### [Set tasks]
**A)** Rewrite the forum thread from "To the people" to "the Christmas event.", with "Trello" changed to "Jira".
**B)** Extend the forum thread past its final sentence.

Kantanshi

Member
Dec 28, 2018
155
511
You know that ASAP is entirely relative right? For me to get up ASAP takes a few seconds. For me to get to the moon ASAP
I, of course, was talking in terms of Komi's ASAP since it's his game that is under discussion. Why would I refer to a hypothetical person's hypothetical actions? In other words: More time than you are apparently willing to wait, but less time than it takes nature to make a volcano. Is that a nebulous enough answer for you or were you just being snarky?
 

Boopeeman

Member
Jun 14, 2020
340
558
No it's not, just read the previous page ...
Yea some guy posted a file explorer screenshot and speculated what the dev must have completed so far despite not updating anything in 2-3 years. It's abandoned. That's why the F95zone devs are keeping this abandoned despite some people begging to lift the tag. Because they have seen this scam before.
 

Kantanshi

Member
Dec 28, 2018
155
511
Yea some guy posted a file explorer screenshot and speculated what the dev must have completed so far despite not updating anything in 2-3 years. It's abandoned. That's why the F95zone devs are keeping this abandoned despite some people begging to lift the tag. Because they have seen this scam before.
That wasn't "some guy" you doofus. That was the dev. No one is begging for the tag to be lifted. Stop being a bitter prick because your favorite fap material isn't being released quick enough for you.
To the people asking if it's been abandoned, the dev claims he is still working on it. If a game does not have an update within 18 months then the abandoned tag is automatically added to the game. If you read back in the thread you can see him talking about his plans. That he admits that his original method of working on the game isn't working out well and he's going to try to change how he's going to release it. We can hope that this is all truth and a release will be here shortly, but I'm not going to deny that it may not happen. I hope it does but I'm not going to hold my breath. Life happens and not always for the better.
Komisari, I know your intent is to get a release out to us as soon as you can. I appreciate your effort.
 

flastus

Newbie
Nov 5, 2020
18
56
I will start using Trello right after the Christmas event.
And I will also --> PROBABLY <-- cut down Chapter 1 in parts.
...
It's really nice both for people to see the progress and to have an overall % of how much is done. I will, of course, add and remove things at will, it won't be a fixed % like a roadmap.
...
if I release SOMETHING.
Komi,
Your project seems to be suffering form the classic problems that plague any creative effort like a book, or movie, or software. One other thing using a tool to organize your work will do is let you better visualize how long it will take to get stuff done. Skip this if you've ever worked on a scrum team or other agile team - I'm writing all of this because I get the impression that you haven't - but basically, if you want to get stuff done on time you need to A) know how much stuff there is, and B) have a good guess about how long it will take to get stuff done. Organizing your work into time-boxed periods (sprints) where you commit to getting a certain amount of work done in that time, then constantly reviewing and refining your outstanding work items and estimates, lets you visualize your schedule. To run a good sprint, you need to have a plan for the sprint that is clear, and the ability to complete the work you commit to in the sprint. Sprints are short, like 2 weeks. After each sprint, you review what went well, what didn't, and how good your estimates were, and you eventually get a good sense of how much work can be done in a sprint.

### [Given entries]

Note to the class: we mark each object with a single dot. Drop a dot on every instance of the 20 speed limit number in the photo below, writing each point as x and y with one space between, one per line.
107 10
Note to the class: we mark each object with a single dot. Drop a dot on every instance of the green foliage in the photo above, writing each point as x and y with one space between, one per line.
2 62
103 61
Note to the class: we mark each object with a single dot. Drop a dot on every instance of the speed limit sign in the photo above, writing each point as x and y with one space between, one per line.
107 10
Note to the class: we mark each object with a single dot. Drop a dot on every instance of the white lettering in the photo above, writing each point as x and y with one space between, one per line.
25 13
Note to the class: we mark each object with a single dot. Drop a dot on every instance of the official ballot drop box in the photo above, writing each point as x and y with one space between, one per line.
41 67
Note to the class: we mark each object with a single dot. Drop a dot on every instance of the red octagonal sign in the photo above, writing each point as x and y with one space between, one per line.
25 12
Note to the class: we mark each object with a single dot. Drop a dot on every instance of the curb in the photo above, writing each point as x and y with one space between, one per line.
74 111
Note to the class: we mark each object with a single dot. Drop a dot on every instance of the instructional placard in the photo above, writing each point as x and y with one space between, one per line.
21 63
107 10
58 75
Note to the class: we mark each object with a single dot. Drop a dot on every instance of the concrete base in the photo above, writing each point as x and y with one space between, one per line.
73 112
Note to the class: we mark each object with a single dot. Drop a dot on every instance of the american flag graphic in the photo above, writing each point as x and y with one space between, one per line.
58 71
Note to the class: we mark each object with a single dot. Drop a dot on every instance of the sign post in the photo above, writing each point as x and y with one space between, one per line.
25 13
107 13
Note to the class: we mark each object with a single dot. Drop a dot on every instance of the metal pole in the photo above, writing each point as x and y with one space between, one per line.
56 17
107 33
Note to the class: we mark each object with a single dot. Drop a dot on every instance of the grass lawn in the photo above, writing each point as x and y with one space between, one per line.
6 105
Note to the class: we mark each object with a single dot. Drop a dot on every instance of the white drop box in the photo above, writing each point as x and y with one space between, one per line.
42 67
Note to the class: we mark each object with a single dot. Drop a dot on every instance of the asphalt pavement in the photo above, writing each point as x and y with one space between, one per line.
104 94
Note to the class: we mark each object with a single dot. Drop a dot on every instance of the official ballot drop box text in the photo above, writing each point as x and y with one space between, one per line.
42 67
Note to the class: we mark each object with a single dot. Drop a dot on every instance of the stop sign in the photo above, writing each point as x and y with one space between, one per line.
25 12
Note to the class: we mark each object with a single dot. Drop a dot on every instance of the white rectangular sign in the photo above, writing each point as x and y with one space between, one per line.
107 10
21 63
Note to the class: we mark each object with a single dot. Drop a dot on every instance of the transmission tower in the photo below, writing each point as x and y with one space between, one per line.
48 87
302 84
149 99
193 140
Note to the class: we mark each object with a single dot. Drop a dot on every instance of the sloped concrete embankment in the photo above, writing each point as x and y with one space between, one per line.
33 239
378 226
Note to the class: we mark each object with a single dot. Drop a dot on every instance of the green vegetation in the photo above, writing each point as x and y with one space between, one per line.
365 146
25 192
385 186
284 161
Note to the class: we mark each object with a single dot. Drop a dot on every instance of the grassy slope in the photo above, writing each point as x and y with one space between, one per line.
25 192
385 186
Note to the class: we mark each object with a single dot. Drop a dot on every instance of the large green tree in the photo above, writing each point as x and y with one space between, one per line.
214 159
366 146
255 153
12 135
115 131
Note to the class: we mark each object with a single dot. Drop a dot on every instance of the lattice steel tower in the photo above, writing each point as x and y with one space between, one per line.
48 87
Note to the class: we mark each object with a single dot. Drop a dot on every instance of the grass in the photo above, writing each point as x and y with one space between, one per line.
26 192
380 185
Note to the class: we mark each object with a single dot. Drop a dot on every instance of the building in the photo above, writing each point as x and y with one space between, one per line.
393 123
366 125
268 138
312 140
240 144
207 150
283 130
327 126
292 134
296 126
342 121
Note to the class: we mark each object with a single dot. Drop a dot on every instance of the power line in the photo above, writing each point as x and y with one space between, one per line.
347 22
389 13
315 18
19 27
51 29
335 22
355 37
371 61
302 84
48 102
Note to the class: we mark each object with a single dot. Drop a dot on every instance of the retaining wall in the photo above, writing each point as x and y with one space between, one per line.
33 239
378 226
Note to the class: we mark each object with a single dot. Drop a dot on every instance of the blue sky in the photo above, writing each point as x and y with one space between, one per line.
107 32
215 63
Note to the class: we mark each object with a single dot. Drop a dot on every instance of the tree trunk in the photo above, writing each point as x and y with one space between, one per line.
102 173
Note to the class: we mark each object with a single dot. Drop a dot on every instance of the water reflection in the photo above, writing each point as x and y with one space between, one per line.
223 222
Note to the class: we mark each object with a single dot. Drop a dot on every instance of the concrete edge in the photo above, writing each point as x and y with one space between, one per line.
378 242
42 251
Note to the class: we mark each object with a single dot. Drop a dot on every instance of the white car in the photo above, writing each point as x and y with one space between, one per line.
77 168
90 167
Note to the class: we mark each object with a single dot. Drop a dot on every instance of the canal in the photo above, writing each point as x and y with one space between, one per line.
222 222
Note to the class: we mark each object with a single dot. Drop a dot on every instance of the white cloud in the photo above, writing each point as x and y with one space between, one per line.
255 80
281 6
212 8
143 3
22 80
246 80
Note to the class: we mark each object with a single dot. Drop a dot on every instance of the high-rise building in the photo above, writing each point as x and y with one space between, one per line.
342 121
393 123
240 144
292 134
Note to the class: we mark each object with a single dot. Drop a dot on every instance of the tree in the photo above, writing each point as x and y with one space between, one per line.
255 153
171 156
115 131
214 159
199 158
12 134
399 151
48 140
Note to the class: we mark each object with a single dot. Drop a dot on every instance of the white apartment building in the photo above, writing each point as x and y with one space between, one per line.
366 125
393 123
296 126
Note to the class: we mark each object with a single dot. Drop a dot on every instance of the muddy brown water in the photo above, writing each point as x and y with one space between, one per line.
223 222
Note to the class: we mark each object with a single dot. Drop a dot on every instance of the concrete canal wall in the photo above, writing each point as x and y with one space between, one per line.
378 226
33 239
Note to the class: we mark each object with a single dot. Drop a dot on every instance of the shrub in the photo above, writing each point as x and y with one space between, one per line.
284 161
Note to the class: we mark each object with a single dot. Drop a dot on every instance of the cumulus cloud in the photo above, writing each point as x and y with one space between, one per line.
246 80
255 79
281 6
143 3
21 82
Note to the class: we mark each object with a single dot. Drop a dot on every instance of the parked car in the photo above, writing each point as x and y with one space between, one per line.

### [Answers to the exercises]
**A)**
To the people asking if it's been abandoned, the dev claims he is still working on it. If a game does not have an update within 18 months then the abandoned tag is automatically added to the game. If you read back in the thread you can see him talking about his plans. That he admits that his original method of working on the game isn't working out well and he's going to try to change how he's going to release it. We can hope that this is all truth and a release will be here shortly, but I'm not going to deny that it may not happen. I hope it does but I'm not going to hold my breath. Life happens and not always for the better.
Komisari, I know your intent is to get a release out to us as soon as you can. I appreciate your effort.
 

flastus

Newbie
Nov 5, 2020
18
56
I will start using Jira right after the Christmas event.

**B)**
Once you know how long the upcoming work will take, you will be able to guess how far your schedule slips if you add new work. Nothing will ever be released if you never stop changing it, so you have to, at some point, stop adding new things.
Not adding new things means maybe all of Chapter 1 doesn't get some cool new feature throughout its story, but then, that's functionally equivalent to "I'll add it in Chapter 1 release 3" or whatever.

A software team typically has changing requirements and scope creep all the time, and it takes project management and editorial skills to push back on that and to cut things that aren't necessary if you want to meet a deadline. Of course, sometimes it's worth slipping a deadline if it means a better product, but a later product might not be a better product either... just look at CDPR's latest releases, where they've had missed deadlines AND shoddy releases. I have the impression that you're struggling with both sides of this issue - give yourself the freedom of having a deadline, and cutting out or defering work that prevents you from meeting that deadline.

And FYI, having gone through this many times at work - the best time to start project management is at the start of the project. The second best time is right now - don't wait for some milestone. Just organize all your outstanding tasks into a backlog, divide up your time into equal sprints, plan the remaining work, and set a deadline, then don't add any more work until that deadline is met. If you must add work, remove other work. The deadline is your friend, it's where your goal is, it's what organizes your work and lets you decide what's important.
 

D95

Newbie
Mar 16, 2018
24
122
Komi,
Your project seems to be suffering form the classic problems that plague any creative effort like a book, or movie, or software. One other thing using a tool to organize your work will do is let you better visualize how long it will take to get stuff done. Skip this if you've ever worked on a scrum team or other agile team - I'm writing all of this because I get the impression that you haven't - but basically, if you want to get stuff done on time you need to A) know how much stuff there is, and B) have a good guess about how long it will take to get stuff done. Organizing your work into time-boxed periods (sprints) where you commit to getting a certain amount of work done in that time, then constantly reviewing and refining your outstanding work items and estimates, lets you visualize your schedule. To run a good sprint, you need to have a plan for the sprint that is clear, and the ability to complete the work you commit to in the sprint. Sprints are short, like 2 weeks. After each sprint, you review what went well, what didn't, and how good your estimates were, and you eventually get a good sense of how much work can be done in a sprint.

Once you know how long the upcoming work will take, you will be able to guess how far your schedule slips if you add new work. Nothing will ever be released if you never stop changing it, so you have to, at some point, stop adding new things.
Not adding new things means maybe all of Chapter 1 doesn't get some cool new feature throughout its story, but then, that's functionally equivalent to "I'll add it in Chapter 1 release 3" or whatever.

A software team typically has changing requirements and scope creep all the time, and it takes project management and editorial skills to push back on that and to cut things that aren't necessary if you want to meet a deadline. Of course, sometimes it's worth slipping a deadline if it means a better product, but a later product might not be a better product either... just look at CDPR's latest releases, where they've had missed deadlines AND shoddy releases. I have the impression that you're struggling with both sides of this issue - give yourself the freedom of having a deadline, and cutting out or defering work that prevents you from meeting that deadline.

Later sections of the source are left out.